Everything from the line containing "formatted like [14,221]." through the last line of the records below should be printed exactly, please, and nothing else.

* [Coordinate annotation records]:
#####
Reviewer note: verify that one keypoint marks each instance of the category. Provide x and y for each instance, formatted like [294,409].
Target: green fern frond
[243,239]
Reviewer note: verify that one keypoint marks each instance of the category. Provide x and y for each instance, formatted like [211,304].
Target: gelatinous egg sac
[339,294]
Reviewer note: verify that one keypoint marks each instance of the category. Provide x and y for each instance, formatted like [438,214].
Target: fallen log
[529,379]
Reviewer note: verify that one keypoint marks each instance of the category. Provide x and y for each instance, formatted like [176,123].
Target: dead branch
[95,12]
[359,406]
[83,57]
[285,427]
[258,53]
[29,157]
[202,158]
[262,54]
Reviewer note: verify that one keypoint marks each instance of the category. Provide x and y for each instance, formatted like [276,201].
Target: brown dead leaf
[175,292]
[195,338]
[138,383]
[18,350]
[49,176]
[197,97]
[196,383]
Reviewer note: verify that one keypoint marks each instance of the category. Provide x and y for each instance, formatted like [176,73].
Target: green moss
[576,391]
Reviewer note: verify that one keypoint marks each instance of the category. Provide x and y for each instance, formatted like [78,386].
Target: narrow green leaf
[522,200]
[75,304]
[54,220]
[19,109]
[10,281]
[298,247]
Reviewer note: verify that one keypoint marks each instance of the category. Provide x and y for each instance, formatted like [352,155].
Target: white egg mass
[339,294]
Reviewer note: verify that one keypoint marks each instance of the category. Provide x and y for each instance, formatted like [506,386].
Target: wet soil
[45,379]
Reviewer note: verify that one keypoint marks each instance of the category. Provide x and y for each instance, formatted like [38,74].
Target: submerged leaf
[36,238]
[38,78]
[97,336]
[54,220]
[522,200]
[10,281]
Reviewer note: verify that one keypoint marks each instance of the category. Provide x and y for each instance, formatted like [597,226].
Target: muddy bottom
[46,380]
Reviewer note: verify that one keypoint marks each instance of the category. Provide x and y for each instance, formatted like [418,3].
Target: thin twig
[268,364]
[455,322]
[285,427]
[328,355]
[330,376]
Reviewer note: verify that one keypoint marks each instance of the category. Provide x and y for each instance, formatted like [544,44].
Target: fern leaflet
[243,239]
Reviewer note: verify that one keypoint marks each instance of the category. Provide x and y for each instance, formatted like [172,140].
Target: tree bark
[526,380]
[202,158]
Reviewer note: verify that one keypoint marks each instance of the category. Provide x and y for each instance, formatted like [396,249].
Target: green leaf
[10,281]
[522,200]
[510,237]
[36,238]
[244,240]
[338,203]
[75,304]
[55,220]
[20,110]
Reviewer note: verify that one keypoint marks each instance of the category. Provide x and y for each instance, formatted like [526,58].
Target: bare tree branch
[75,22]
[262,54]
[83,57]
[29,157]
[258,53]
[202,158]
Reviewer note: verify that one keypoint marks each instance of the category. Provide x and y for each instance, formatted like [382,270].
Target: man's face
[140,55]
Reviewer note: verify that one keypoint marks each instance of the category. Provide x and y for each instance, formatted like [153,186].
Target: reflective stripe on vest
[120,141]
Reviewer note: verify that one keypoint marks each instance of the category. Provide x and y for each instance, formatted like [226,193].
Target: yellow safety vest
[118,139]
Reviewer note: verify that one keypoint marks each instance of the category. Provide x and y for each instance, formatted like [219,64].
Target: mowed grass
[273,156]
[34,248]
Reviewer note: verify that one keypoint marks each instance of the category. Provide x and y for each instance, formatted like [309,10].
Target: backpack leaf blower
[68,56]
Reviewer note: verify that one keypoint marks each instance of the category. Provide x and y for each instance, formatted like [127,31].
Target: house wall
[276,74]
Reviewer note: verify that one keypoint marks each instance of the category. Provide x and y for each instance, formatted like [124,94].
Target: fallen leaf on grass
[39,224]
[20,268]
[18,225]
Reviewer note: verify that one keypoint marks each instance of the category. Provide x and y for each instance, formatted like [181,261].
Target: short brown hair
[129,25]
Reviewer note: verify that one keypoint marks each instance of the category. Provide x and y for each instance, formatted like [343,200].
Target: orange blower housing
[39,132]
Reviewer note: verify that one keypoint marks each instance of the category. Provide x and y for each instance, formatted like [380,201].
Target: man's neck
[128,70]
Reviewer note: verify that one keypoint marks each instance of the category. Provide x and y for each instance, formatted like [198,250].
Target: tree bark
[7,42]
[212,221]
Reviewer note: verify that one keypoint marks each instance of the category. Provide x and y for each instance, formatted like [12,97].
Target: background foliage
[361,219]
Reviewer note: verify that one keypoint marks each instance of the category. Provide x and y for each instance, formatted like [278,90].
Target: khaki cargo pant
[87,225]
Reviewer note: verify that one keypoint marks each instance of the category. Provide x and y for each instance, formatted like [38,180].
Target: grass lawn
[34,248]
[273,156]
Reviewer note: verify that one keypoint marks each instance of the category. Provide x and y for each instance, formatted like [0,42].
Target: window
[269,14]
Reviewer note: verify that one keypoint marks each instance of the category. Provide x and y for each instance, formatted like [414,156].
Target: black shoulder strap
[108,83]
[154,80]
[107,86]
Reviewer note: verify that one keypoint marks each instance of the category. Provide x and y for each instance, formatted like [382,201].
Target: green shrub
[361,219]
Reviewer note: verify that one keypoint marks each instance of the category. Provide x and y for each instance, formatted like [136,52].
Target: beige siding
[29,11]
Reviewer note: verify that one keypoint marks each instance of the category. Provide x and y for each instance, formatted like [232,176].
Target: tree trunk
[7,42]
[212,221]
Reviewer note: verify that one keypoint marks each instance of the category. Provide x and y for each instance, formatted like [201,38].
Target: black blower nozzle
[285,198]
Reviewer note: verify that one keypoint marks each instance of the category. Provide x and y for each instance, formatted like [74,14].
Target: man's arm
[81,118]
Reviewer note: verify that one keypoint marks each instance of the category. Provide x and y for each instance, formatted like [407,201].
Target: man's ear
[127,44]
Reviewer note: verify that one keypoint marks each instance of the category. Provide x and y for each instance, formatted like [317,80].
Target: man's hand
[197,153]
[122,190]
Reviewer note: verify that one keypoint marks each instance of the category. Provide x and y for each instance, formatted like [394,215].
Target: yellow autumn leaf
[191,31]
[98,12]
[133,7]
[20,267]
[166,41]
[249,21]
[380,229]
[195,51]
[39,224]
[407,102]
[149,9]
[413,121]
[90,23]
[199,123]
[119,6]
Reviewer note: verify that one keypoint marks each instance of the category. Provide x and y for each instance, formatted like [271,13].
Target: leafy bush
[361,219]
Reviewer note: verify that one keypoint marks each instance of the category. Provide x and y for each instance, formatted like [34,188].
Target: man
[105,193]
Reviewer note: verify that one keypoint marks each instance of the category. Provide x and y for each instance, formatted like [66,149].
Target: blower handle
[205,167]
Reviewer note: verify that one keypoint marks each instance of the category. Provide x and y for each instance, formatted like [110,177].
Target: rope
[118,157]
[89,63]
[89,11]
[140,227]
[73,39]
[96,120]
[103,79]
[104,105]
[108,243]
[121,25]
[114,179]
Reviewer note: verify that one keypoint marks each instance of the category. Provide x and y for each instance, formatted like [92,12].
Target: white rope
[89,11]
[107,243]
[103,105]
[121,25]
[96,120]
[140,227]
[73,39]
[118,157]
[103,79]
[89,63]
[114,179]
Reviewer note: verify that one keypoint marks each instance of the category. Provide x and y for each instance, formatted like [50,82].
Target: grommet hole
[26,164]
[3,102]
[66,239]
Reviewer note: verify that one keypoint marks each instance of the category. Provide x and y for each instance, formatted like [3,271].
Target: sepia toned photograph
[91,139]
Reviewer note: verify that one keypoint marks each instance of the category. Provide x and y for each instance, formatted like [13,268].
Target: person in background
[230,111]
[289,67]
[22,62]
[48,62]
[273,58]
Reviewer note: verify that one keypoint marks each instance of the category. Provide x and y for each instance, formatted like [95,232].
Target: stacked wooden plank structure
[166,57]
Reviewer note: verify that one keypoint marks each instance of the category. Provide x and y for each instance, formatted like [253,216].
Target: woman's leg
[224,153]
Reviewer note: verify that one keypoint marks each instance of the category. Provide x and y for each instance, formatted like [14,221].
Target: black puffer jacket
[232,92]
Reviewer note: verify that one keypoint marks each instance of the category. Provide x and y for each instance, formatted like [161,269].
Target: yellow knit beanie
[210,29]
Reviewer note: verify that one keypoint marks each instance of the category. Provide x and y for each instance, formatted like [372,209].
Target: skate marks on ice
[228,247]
#####
* [THE ANSWER]:
Reviewer note: verify that one keypoint marks each instance of the category. Provide x and y for each instance, formatted like [14,221].
Target: black puffer jacket
[232,92]
Reviewer note: verify that one keypoint marks each instance of the category. Provide x and y for each instance, formatted like [161,269].
Target: yellow knit beanie
[210,29]
Reviewer note: verify that one keypoint marks each instance of the category. Provide x and y for each instance, formatted like [372,209].
Target: skate marks on ice
[228,247]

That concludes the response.